* What the task requires *
Only certain lines below are wanted: those starting at the line containing "of the raised" and ending at the line containing "in white jersey.", both included, each retyped exactly.
:: Source data ::
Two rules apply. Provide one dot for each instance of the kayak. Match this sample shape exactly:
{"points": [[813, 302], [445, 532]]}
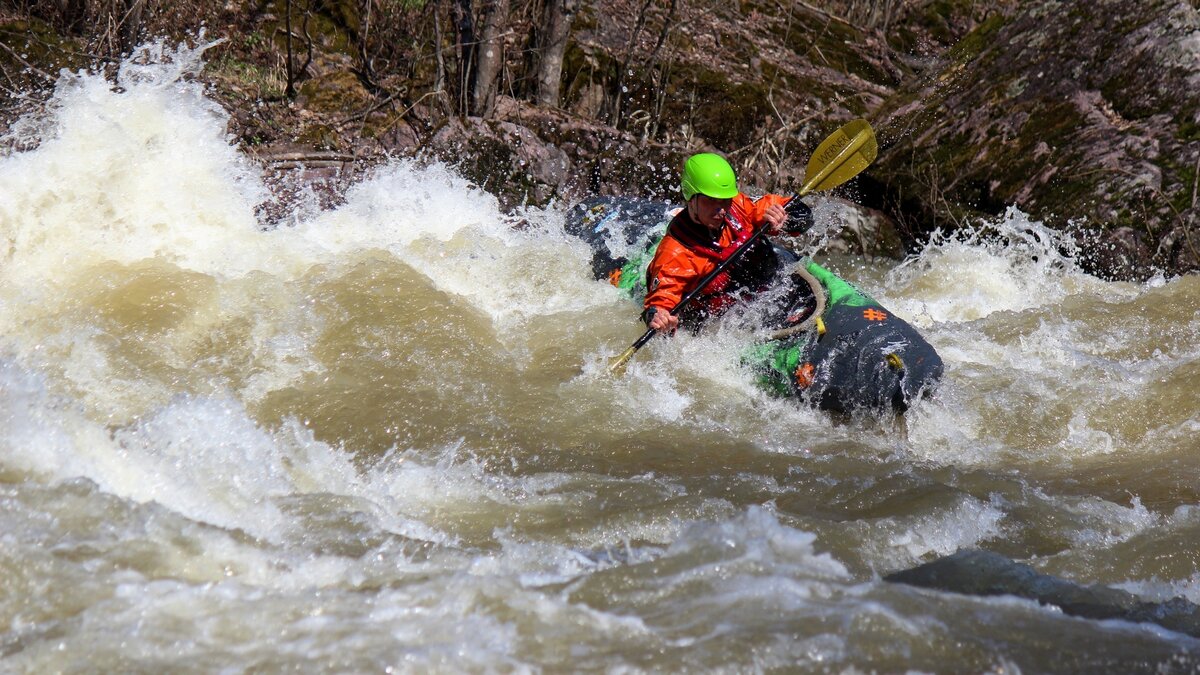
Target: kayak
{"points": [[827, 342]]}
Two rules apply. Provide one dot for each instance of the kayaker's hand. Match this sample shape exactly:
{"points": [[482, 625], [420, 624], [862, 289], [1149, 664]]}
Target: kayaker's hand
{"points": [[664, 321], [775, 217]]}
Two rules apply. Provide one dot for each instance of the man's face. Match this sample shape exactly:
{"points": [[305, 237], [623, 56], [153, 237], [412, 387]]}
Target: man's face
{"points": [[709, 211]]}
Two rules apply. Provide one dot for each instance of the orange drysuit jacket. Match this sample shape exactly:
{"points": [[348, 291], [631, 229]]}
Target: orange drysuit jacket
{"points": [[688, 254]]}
:::
:: Source data ::
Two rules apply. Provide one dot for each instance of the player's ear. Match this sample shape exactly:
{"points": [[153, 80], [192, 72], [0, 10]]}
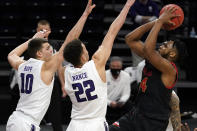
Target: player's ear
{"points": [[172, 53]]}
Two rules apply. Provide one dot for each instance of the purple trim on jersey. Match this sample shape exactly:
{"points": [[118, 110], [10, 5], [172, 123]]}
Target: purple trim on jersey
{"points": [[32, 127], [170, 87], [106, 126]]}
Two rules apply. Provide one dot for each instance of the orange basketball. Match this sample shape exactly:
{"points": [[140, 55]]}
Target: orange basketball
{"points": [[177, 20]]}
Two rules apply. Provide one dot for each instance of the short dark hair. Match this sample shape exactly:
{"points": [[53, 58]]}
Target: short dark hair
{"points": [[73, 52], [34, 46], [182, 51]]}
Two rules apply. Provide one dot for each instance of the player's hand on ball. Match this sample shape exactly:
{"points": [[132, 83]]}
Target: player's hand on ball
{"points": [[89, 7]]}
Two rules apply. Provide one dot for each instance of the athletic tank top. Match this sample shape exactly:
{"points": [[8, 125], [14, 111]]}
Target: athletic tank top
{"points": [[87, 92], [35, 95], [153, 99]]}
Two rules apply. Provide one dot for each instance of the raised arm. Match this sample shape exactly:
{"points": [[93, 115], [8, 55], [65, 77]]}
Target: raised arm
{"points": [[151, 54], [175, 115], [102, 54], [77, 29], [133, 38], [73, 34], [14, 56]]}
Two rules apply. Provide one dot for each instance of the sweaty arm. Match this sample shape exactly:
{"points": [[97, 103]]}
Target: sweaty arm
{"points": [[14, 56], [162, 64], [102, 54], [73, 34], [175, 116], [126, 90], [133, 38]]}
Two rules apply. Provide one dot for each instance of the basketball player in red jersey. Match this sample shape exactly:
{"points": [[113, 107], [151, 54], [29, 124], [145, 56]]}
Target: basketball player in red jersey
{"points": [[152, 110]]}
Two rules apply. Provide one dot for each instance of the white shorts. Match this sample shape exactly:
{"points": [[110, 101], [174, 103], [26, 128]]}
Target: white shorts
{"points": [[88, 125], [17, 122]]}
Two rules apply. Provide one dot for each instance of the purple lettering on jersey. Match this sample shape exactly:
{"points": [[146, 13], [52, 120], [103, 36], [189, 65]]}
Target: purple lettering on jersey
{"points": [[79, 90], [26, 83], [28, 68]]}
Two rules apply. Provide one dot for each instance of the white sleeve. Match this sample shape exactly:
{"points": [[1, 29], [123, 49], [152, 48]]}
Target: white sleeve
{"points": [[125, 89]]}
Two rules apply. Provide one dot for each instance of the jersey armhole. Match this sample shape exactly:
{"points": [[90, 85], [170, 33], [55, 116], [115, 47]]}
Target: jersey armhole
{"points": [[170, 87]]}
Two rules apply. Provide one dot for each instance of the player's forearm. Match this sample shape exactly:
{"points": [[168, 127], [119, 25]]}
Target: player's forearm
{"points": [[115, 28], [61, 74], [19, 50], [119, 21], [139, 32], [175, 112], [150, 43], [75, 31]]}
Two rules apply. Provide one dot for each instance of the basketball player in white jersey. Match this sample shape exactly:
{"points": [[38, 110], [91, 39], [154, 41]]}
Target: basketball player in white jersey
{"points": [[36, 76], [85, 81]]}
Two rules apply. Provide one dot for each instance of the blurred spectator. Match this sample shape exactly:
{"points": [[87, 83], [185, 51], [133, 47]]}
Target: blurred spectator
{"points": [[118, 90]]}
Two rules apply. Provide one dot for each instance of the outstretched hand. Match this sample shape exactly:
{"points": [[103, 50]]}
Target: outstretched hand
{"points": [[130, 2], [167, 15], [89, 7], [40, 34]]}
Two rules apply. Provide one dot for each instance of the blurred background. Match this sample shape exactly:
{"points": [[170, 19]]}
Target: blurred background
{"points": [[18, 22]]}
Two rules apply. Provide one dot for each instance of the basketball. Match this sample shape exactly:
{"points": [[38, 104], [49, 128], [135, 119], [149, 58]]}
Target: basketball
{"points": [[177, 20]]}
:::
* Response to the exercise *
Two rules apply. Provide one dot for each instance of the raised arm. Match this sample shape exactly:
{"points": [[93, 115], [8, 55], [65, 77]]}
Target: raised arm
{"points": [[151, 54], [175, 115], [102, 54], [77, 29], [133, 38], [73, 34], [14, 56]]}
Two rules apply. Provide one dot for each instance of the sweaty arm. Match this sample shape exactly:
{"points": [[97, 103]]}
Target: sweaty arm
{"points": [[14, 56], [162, 64], [102, 54], [73, 34], [175, 116], [126, 90], [133, 38]]}
Two rules apply. Provide one dot for each instance of the basketball player in red jersey. Match this sample shape exactly:
{"points": [[113, 107], [151, 54], [29, 124], [145, 56]]}
Target: basketball player in red jersey
{"points": [[152, 110]]}
Two rules apply. Provide one dot for each instance of the white shorts. Match this sample shape exactly:
{"points": [[110, 101], [174, 103], [26, 128]]}
Target: white shorts
{"points": [[88, 125], [17, 122]]}
Two rules apply. Provide one dot for each instance of the purple lettering on jersey. Match this sample shape exactly:
{"points": [[146, 13], [52, 120], [103, 36], [189, 65]]}
Target: purple lettering on jersey
{"points": [[79, 90], [26, 83], [28, 68]]}
Two rules apply. Provide one dot for each instance of the white sleeve. Match this sample shape exactly:
{"points": [[1, 29], [123, 49], [152, 48]]}
Target: white sleeve
{"points": [[125, 89]]}
Two rules apply. Provide one dot for each instance of the jersey armhole. Match this sample shape exactly:
{"points": [[90, 85], [170, 33], [55, 116], [115, 47]]}
Target: jersey armhole
{"points": [[170, 87]]}
Two rules apply. Provide one dot for each instance of the player's forearm. Match this sample shape exactly:
{"points": [[168, 127], [119, 25]]}
Target: player's forearm
{"points": [[115, 28], [61, 74], [19, 50], [119, 21], [139, 32], [175, 112], [150, 43], [75, 31]]}
Two rules apply. Provide one dot for each instance of the basketball player in white jersey. Match this sample shape exactly:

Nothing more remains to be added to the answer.